====== Document passage ======
PBL project design part 1: How to plan projects that work
“Backward design, also called backward planning or backward mapping, is a process that educators use to design learning experiences and instructional techniques to achieve specific learning goals.” ~The Glossary of Educational Reform
“To begin with the end in mind means to start with a clear understanding of your destination. It means to know where you’re going so that you better understand where you are now so that the steps you take are always in the right direction.” ~Stephen Covey, The 7 Habits of Highly Effective People
In traditional classrooms, teachers normally plan their units of instruction using a forward design model. A forward design model consists of input, process, and output. In lesson planning, the curriculum is the input, instruction is the process, and assessment is the output. Adhering to a forward design model usually results in a predictable pattern of direct instruction informed by local and state standards, independent practice, review, and then a final assessment of student learning after the unit of instruction has concluded. Education researchers Grant Wiggins and Jay McTighe, in their seminal work Understanding by Design, suggest that traditional curriculum planning using a forward design model is problematic because it results in the “twin sins” of curriculum planning, which are activity-focused teaching and coverage-focused teaching. In other words, a forward design model places too much emphasis on what teachers do and not necessarily on what students learn. To remedy this problem, Grant and Wiggins proposed a backward design model for curriculum planning. Backward design is defined as “an approach to designing a curriculum or a unit that begins with the end in mind and designs toward that end… it is viewed as backward because many teachers begin their unit design with the means, textbooks, favored lessons, and time-honored activities, rather than deriving those from the end, the targeted results, such as content standards or understandings (McTighe & Wiggins, 2005). Teachers should use a backward design model in planning PBL because they must think about what they want their students to know and be able to do at the beginning of the project and then design lessons, activities, and of course, the final project to achieve those ends.
The Three Stages of Backward Design
Grant and Wiggins (2005), suggest that teachers design their instruction in three distinct stages, they are:
1. Plan backward by identifying the student learning outcomes first.
2. Develop evidence of learning using formative and summative assessments.
3. Plan learning experiences and instruction to include activities and materials to achieve the learning outcomes.
====== Input data ======
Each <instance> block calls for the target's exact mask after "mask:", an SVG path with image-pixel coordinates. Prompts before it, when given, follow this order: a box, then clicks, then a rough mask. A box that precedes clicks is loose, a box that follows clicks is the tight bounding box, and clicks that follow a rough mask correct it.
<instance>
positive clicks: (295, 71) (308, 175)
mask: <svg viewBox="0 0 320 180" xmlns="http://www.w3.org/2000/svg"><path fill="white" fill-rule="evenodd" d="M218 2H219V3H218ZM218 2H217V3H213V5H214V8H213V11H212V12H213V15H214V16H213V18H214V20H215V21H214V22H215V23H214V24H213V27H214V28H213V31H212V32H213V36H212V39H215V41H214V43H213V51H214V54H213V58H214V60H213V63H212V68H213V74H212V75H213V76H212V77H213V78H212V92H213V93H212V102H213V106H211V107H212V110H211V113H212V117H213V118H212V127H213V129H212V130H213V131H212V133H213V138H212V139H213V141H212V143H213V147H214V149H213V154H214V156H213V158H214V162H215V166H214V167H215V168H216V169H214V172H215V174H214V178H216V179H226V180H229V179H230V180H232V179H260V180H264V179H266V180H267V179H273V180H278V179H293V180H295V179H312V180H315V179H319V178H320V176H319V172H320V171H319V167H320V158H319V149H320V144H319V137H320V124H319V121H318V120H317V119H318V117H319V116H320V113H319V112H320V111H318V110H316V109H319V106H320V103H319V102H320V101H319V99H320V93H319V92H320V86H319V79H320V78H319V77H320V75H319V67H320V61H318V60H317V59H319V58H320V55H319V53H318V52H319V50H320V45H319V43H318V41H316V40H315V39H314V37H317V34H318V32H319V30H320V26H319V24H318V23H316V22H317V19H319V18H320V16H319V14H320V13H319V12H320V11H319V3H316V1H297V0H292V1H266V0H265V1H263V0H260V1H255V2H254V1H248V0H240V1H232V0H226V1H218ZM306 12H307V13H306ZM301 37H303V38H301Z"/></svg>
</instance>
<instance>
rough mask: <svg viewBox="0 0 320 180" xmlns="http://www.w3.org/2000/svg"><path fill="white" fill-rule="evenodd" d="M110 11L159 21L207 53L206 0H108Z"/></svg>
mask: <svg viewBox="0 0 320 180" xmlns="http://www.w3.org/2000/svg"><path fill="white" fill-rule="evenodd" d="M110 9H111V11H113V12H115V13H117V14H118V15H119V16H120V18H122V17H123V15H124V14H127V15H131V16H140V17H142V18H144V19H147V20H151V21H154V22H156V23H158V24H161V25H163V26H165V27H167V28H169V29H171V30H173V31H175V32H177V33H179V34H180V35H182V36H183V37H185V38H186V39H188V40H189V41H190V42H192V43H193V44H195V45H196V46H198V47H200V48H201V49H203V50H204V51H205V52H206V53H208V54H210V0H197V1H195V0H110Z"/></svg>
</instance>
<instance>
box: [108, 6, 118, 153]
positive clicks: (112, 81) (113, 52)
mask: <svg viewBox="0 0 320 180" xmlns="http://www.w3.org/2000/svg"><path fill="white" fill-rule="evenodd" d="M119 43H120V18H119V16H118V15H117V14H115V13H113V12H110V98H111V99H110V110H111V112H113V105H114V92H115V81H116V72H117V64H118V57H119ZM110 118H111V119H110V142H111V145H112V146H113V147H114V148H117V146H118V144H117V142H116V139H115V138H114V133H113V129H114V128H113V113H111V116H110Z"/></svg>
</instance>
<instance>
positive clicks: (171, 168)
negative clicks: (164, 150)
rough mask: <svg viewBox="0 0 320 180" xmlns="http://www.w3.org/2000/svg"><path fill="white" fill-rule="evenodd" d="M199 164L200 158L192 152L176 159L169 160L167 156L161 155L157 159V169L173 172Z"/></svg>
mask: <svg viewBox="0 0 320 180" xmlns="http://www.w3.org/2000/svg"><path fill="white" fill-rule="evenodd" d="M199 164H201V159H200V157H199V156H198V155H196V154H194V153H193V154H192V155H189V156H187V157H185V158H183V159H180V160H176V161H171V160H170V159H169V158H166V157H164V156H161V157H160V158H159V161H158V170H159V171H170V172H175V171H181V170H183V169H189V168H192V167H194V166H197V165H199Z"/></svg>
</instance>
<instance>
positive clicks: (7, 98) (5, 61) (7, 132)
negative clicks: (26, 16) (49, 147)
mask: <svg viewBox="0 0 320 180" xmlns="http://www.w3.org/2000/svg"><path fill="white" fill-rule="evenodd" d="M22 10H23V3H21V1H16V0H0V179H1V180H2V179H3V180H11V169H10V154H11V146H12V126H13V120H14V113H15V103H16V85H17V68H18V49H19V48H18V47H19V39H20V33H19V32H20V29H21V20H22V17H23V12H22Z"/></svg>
======
**Tasks to complete:**
1. In the article on PBL project design, rewrite the stretch from "The Three Stages" through "and summative assessments.", changing "instruction" to "teaching".
2. List every title of a published work that the article on PBL project design names.
3. Translate this sentence from the article on PBL project design into Spanish: "A forward design model consists of input, process, and output."
The records have nothing to do with the article on PBL project design.

**List of answers:**
1.
The Three Stages of Backward Design
Grant and Wiggins (2005), suggest that teachers design their teaching in three distinct stages, they are:
1. Plan backward by identifying the student learning outcomes first.
2. Develop evidence of learning using formative and summative assessments.

2.
The Glossary of Educational Reform
The 7 Habits of Highly Effective People
Understanding by Design

3. Un modelo de diseño hacia adelante consta de entrada, proceso y salida.